▶ _Given data_:
- - - - - - -
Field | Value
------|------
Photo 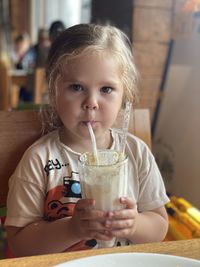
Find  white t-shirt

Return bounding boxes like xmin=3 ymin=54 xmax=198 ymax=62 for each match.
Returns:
xmin=5 ymin=130 xmax=169 ymax=250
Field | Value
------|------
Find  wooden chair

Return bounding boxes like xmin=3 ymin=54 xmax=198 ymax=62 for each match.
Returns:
xmin=34 ymin=68 xmax=48 ymax=104
xmin=0 ymin=109 xmax=151 ymax=208
xmin=0 ymin=61 xmax=11 ymax=110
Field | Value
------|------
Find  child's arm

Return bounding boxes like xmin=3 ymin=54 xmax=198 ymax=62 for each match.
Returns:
xmin=7 ymin=199 xmax=111 ymax=256
xmin=105 ymin=198 xmax=168 ymax=243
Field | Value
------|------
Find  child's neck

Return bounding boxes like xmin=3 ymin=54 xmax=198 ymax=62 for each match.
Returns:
xmin=59 ymin=130 xmax=113 ymax=153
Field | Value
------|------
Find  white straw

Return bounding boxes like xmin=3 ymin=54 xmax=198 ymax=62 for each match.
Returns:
xmin=121 ymin=102 xmax=132 ymax=154
xmin=87 ymin=122 xmax=98 ymax=165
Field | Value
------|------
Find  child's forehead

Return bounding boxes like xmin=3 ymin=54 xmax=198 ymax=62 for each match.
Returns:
xmin=61 ymin=50 xmax=120 ymax=70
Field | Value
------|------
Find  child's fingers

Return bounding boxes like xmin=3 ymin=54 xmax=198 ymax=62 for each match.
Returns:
xmin=120 ymin=197 xmax=137 ymax=209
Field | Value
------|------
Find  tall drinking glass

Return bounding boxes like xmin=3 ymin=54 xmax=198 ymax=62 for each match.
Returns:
xmin=79 ymin=150 xmax=128 ymax=247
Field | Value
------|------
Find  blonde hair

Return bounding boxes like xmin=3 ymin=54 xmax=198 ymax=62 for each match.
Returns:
xmin=45 ymin=24 xmax=138 ymax=132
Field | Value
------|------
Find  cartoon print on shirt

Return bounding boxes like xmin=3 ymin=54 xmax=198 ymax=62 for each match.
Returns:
xmin=44 ymin=171 xmax=81 ymax=221
xmin=44 ymin=159 xmax=69 ymax=176
xmin=44 ymin=171 xmax=97 ymax=251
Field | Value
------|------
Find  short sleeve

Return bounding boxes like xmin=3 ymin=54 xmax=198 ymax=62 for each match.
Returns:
xmin=138 ymin=147 xmax=169 ymax=211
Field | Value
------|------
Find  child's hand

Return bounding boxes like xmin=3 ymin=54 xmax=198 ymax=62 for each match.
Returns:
xmin=104 ymin=197 xmax=138 ymax=239
xmin=71 ymin=199 xmax=112 ymax=240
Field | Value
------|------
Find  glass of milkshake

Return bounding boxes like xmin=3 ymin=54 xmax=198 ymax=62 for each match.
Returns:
xmin=79 ymin=150 xmax=128 ymax=247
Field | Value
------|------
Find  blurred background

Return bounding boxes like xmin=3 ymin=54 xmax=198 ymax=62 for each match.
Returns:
xmin=0 ymin=0 xmax=200 ymax=218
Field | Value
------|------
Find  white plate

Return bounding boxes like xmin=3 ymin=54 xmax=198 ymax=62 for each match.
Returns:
xmin=55 ymin=253 xmax=200 ymax=267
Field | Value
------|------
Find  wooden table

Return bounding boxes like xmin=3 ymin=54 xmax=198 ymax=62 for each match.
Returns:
xmin=0 ymin=239 xmax=200 ymax=267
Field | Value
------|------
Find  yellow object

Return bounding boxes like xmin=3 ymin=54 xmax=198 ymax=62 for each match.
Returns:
xmin=171 ymin=196 xmax=200 ymax=224
xmin=168 ymin=215 xmax=192 ymax=240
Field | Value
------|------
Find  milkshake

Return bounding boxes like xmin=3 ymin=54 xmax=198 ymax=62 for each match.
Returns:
xmin=79 ymin=150 xmax=128 ymax=247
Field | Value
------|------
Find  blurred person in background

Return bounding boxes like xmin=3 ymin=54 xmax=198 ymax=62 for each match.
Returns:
xmin=27 ymin=28 xmax=50 ymax=70
xmin=11 ymin=33 xmax=30 ymax=69
xmin=49 ymin=20 xmax=66 ymax=43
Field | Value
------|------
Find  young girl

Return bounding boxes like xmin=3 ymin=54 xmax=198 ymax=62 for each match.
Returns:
xmin=6 ymin=24 xmax=168 ymax=256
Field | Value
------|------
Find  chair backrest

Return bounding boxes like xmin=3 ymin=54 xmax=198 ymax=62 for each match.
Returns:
xmin=0 ymin=109 xmax=151 ymax=208
xmin=34 ymin=68 xmax=48 ymax=104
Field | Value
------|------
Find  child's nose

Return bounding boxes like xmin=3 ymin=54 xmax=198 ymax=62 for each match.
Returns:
xmin=83 ymin=96 xmax=99 ymax=110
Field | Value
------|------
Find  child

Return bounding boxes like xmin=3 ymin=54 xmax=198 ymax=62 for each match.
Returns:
xmin=6 ymin=24 xmax=168 ymax=256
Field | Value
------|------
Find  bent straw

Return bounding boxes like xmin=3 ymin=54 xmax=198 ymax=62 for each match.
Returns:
xmin=87 ymin=122 xmax=98 ymax=165
xmin=121 ymin=102 xmax=132 ymax=154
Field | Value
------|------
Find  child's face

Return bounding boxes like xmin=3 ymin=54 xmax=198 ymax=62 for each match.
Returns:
xmin=56 ymin=54 xmax=123 ymax=147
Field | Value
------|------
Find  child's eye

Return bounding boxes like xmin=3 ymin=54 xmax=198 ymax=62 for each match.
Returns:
xmin=69 ymin=84 xmax=83 ymax=92
xmin=101 ymin=86 xmax=113 ymax=94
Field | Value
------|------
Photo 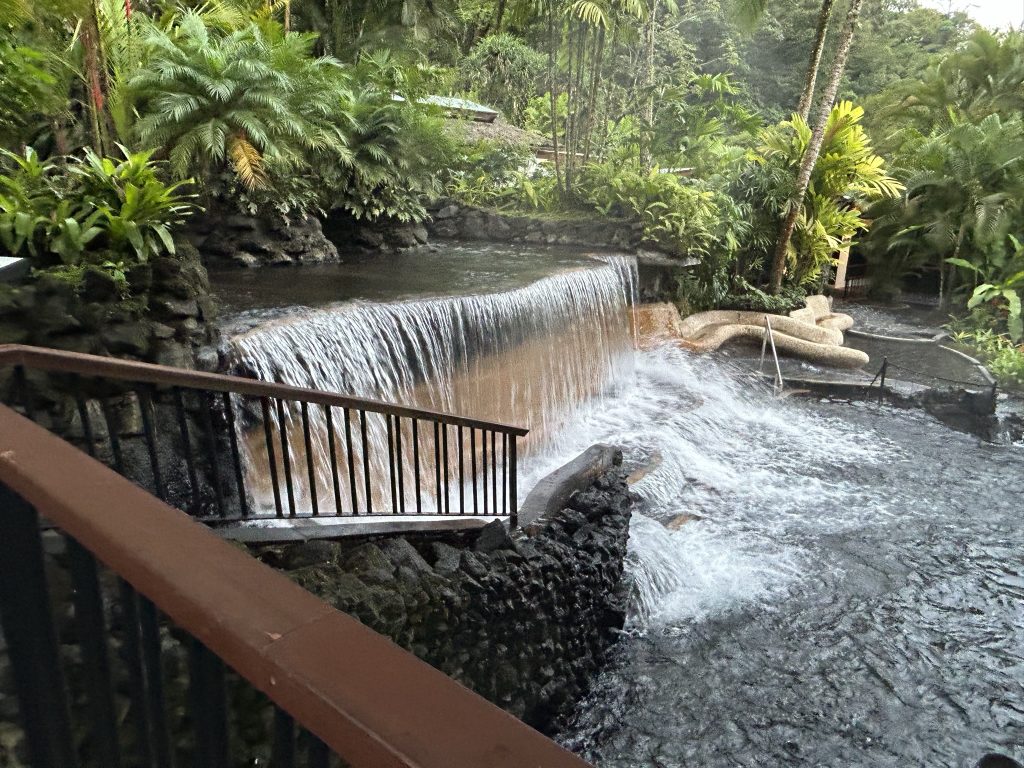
- - - - - - -
▶ _Goal_: Could you turn everything from the first line of the rows up to and including the line with "xmin=5 ymin=130 xmax=169 ymax=250" into a numbered list, skipping blank lines and leaving the pictures out?

▶ _Written response_:
1. Field | Value
2. ------|------
3. Photo 
4. Find  white t-shirt
5. Return bounding boxes like xmin=3 ymin=54 xmax=198 ymax=62 for each match.
6. Returns:
7. xmin=5 ymin=130 xmax=169 ymax=250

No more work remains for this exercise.